Convert the lines of the records, from the line containing "for the snow." through the end of the records, into a Markdown table with the columns Row and Line. Number each row and skip any blank lines.

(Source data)
-- -- --

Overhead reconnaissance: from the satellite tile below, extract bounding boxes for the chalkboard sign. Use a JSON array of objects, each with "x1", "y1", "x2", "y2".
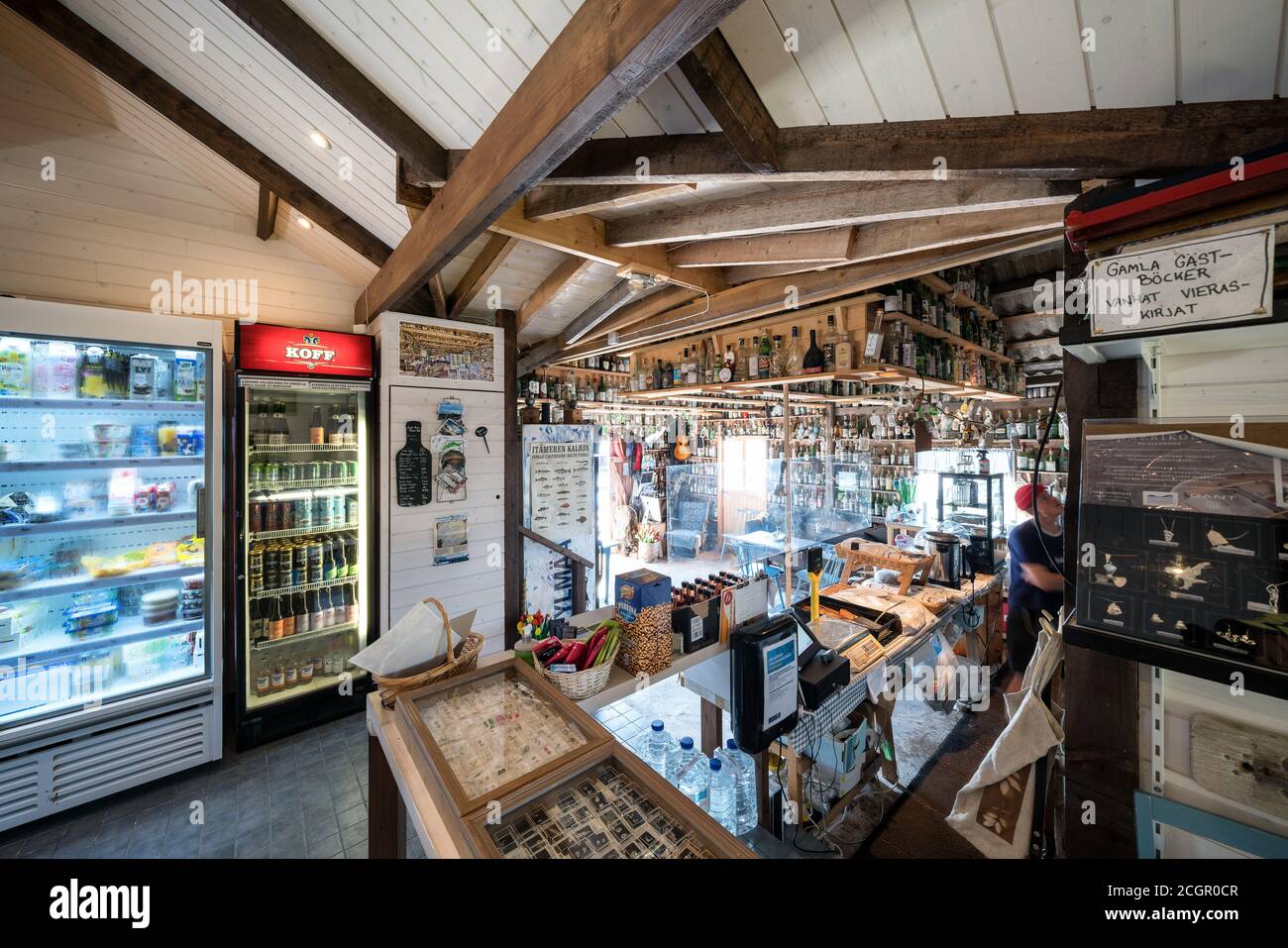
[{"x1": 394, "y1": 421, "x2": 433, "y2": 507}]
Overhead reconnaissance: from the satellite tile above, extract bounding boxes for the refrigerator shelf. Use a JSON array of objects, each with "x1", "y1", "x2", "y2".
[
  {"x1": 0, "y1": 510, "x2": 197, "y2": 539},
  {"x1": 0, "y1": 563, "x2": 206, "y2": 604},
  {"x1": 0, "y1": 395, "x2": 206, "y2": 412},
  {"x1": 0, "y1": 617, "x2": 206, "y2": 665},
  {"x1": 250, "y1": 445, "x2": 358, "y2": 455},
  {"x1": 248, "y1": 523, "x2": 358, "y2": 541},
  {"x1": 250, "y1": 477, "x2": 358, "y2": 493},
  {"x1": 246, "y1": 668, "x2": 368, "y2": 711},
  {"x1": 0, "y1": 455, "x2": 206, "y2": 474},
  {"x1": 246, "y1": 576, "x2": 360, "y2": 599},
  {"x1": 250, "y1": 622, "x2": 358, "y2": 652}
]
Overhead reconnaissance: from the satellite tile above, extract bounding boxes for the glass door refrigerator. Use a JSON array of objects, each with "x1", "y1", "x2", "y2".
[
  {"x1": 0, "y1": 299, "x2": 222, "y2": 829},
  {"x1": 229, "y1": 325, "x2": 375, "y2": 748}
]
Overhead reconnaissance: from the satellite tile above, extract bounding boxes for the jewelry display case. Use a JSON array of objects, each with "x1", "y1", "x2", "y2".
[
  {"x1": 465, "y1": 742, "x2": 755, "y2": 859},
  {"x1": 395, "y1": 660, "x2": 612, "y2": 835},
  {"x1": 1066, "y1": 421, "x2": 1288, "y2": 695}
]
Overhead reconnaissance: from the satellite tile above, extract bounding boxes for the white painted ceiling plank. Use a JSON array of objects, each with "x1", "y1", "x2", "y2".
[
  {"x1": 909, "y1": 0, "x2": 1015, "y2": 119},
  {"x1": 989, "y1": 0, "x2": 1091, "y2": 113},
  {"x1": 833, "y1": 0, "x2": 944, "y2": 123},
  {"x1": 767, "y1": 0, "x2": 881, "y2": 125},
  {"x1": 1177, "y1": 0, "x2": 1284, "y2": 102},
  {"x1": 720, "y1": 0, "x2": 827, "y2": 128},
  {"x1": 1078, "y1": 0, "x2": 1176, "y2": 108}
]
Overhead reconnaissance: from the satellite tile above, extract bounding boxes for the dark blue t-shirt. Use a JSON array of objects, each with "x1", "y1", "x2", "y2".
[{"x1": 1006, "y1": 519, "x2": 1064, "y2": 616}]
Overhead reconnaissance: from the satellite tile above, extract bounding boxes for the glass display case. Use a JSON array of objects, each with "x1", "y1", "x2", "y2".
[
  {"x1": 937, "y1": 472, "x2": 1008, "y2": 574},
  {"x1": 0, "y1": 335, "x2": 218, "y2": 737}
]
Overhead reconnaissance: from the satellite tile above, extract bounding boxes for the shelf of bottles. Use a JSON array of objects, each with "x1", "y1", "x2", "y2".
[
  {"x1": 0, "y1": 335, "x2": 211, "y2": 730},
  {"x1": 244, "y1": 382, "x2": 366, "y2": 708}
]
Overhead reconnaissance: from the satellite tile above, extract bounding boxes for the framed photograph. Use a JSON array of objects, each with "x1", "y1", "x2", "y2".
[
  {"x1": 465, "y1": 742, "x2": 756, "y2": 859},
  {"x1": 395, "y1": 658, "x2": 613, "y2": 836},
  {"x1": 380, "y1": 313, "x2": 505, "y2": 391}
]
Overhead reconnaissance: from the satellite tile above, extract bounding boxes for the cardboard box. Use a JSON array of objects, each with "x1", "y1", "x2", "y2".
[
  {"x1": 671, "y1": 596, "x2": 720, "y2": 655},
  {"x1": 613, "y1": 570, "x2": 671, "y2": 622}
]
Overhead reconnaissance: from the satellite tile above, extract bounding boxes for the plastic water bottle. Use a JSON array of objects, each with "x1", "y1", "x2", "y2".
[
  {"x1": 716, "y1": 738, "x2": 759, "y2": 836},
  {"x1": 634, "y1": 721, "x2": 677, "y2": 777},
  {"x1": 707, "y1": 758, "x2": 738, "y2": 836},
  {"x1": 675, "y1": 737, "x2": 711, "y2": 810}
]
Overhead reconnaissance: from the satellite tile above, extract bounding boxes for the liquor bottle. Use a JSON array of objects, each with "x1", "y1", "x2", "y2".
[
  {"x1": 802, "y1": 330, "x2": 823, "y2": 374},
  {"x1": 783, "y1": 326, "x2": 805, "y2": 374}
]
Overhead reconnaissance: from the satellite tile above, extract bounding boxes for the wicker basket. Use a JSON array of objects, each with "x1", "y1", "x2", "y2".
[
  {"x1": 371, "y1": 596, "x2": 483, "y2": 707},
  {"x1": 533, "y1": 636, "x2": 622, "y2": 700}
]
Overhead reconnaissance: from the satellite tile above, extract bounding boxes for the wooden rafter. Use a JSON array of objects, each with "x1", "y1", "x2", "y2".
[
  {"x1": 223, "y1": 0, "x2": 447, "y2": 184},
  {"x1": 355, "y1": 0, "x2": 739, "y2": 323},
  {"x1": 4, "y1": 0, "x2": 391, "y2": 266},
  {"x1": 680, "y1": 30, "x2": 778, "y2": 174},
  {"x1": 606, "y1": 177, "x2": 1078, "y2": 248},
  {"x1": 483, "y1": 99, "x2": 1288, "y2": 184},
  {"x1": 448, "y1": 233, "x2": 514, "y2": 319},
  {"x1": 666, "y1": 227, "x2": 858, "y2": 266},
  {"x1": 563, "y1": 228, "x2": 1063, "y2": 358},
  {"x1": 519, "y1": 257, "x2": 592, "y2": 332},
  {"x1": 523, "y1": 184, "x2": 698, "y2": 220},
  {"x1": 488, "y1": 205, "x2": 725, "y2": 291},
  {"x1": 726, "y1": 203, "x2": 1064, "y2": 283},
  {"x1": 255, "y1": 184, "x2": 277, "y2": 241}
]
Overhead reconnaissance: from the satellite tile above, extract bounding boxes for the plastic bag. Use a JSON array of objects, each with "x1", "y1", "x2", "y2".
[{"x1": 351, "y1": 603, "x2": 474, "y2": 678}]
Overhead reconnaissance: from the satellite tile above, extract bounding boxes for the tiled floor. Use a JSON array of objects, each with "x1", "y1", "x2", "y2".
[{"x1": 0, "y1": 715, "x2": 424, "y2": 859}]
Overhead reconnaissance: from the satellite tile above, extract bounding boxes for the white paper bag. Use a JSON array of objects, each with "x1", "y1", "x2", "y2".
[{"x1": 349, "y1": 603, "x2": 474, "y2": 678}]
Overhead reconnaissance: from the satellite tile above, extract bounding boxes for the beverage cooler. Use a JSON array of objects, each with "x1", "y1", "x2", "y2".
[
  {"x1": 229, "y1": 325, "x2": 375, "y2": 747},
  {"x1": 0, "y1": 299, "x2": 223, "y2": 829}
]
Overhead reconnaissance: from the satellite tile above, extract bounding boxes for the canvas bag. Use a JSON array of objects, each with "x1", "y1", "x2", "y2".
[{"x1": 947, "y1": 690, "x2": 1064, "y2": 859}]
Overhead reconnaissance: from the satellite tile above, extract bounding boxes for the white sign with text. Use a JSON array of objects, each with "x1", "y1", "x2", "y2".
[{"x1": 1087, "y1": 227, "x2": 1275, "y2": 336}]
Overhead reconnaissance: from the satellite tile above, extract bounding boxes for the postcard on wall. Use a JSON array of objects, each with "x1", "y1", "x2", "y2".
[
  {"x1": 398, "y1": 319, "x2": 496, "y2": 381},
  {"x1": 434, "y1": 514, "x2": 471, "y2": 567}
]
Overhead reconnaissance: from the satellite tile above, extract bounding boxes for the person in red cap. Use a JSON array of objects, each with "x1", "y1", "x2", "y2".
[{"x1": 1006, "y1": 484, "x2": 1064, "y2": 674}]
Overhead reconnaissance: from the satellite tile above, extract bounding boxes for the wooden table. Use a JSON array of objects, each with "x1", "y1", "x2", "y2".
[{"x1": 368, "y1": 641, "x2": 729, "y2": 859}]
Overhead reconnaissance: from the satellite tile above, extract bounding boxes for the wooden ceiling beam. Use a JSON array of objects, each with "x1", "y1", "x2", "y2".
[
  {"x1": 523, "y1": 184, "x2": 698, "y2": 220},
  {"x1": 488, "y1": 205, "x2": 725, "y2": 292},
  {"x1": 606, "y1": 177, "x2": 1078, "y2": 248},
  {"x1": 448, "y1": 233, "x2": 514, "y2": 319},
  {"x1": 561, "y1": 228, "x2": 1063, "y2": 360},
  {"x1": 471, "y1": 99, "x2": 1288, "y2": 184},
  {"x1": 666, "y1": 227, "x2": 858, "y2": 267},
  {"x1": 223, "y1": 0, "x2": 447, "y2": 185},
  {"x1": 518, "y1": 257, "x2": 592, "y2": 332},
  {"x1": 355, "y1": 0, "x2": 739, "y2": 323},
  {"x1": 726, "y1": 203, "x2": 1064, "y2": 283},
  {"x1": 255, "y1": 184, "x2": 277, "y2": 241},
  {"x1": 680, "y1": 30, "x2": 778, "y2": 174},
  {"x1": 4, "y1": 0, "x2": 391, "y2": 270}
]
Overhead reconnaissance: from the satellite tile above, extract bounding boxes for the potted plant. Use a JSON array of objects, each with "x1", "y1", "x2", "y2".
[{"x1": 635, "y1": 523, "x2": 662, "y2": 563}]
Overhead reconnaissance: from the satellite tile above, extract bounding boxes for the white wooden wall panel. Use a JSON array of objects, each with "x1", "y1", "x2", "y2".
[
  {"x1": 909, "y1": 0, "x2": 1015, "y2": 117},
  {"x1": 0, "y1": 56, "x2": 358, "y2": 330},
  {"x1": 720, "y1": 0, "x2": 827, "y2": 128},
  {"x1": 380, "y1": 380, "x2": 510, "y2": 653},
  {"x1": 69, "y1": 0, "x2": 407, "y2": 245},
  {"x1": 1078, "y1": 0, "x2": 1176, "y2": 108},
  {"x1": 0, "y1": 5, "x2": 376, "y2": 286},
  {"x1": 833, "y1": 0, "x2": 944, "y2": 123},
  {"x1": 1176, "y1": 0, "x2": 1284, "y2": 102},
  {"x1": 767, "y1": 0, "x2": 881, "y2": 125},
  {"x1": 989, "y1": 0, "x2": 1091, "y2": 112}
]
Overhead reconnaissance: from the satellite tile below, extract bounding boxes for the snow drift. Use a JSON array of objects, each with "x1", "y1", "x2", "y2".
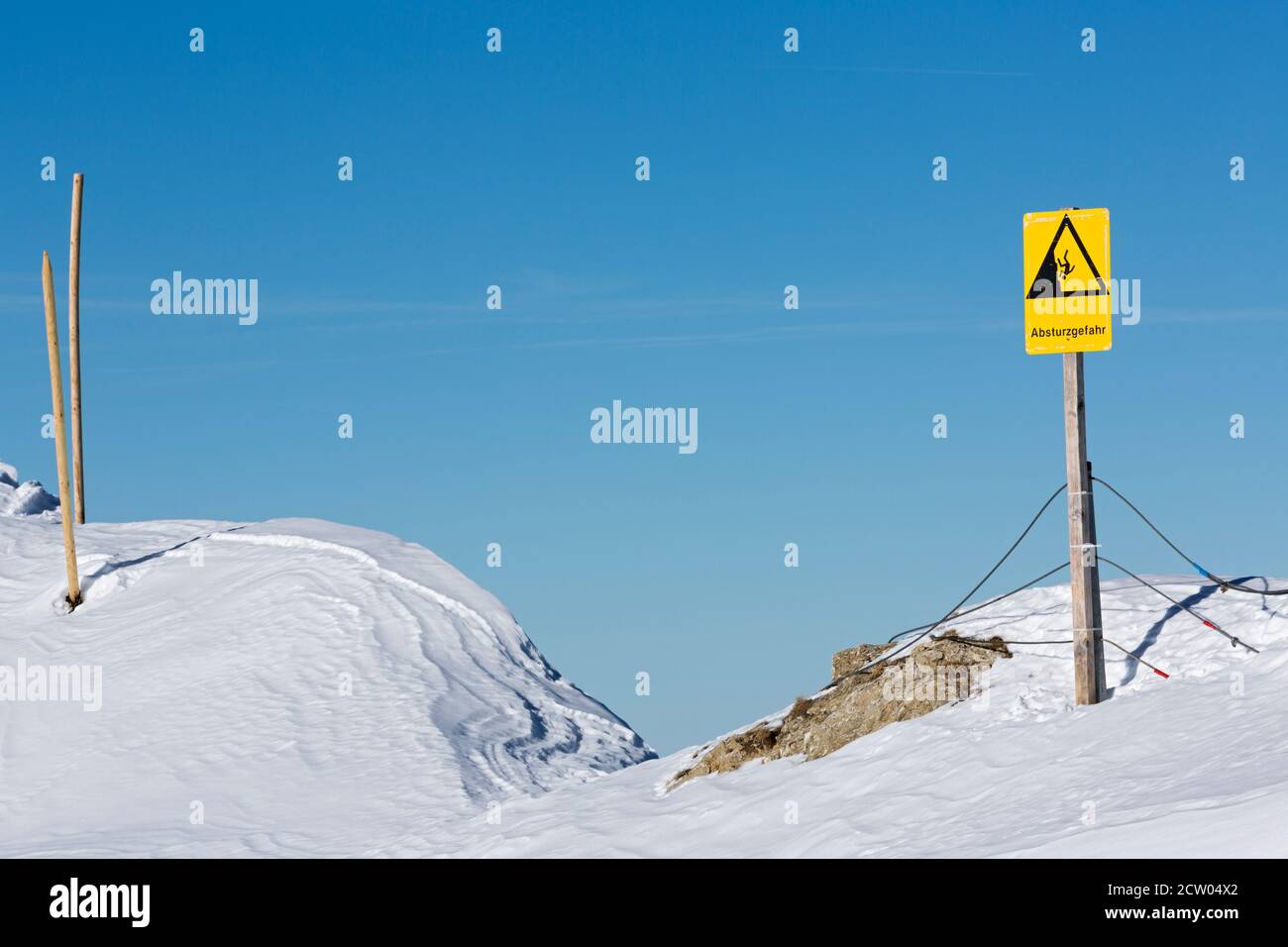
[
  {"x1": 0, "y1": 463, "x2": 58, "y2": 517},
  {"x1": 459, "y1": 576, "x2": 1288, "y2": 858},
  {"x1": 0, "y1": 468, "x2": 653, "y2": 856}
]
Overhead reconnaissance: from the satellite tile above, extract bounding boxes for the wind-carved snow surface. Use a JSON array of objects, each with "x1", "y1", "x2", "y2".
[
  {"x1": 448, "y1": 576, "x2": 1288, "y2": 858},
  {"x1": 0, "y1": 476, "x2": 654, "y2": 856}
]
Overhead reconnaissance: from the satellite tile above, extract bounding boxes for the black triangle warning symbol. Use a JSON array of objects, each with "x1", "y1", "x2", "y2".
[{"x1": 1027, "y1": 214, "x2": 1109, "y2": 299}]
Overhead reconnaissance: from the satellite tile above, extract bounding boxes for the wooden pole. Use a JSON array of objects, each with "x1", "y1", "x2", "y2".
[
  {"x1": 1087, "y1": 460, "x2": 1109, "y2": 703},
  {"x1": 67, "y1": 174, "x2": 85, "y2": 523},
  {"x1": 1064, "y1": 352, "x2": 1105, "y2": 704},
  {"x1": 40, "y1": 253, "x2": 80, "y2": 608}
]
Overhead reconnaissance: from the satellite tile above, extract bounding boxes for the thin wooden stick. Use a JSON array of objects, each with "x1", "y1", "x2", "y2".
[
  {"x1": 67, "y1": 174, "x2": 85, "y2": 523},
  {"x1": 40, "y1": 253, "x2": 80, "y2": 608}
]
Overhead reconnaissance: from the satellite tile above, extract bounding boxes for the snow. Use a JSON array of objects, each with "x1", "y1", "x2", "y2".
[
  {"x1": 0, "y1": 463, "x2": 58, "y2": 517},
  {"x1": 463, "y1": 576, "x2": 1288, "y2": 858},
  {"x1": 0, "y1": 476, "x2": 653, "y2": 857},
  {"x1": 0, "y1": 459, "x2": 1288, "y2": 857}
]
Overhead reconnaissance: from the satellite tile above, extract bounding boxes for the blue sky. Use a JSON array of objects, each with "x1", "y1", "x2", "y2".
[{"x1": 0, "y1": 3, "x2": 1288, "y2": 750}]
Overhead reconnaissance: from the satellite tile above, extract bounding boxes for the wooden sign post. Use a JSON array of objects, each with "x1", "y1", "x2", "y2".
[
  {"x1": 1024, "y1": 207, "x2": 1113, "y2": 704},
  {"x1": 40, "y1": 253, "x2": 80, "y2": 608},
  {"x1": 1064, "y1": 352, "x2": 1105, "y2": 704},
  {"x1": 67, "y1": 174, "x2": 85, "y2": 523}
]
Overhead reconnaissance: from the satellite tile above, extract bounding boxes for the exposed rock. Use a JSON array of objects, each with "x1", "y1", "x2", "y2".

-- -- --

- **Response to the task**
| Row | Line |
|---|---|
| 1 | Overhead reconnaissance: from the satellite tile above, extract bounding boxes for the snow. Use a JSON array of objects, each with "x1", "y1", "x2", "y2". |
| 2 | [ |
| 3 |   {"x1": 0, "y1": 463, "x2": 58, "y2": 517}, |
| 4 |   {"x1": 463, "y1": 576, "x2": 1288, "y2": 858}, |
| 5 |   {"x1": 0, "y1": 476, "x2": 653, "y2": 857}, |
| 6 |   {"x1": 0, "y1": 459, "x2": 1288, "y2": 857} |
| 7 | ] |
| 8 | Overhead reconnaissance: from the satellite tile above, extract bounding boxes for the blue sky. Use a JSON array of objects, each with "x1", "y1", "x2", "y2". |
| 9 | [{"x1": 0, "y1": 3, "x2": 1288, "y2": 750}] |
| 10 | Overhead reconnaissance: from the satellite tile above, extract bounding boxes for the wooden sign post. Use a JSON array of objects, each with "x1", "y1", "x2", "y2". |
| 11 | [ |
| 12 |   {"x1": 1024, "y1": 207, "x2": 1113, "y2": 704}, |
| 13 |   {"x1": 40, "y1": 253, "x2": 80, "y2": 608}, |
| 14 |   {"x1": 1064, "y1": 352, "x2": 1105, "y2": 704}, |
| 15 |   {"x1": 67, "y1": 174, "x2": 85, "y2": 523} |
| 16 | ] |
| 17 | Overhead reconnaissance: from the satellite tile above, extract bounding boxes for the exposed rock. Use a JSON array of objects, each with "x1", "y1", "x2", "y2". |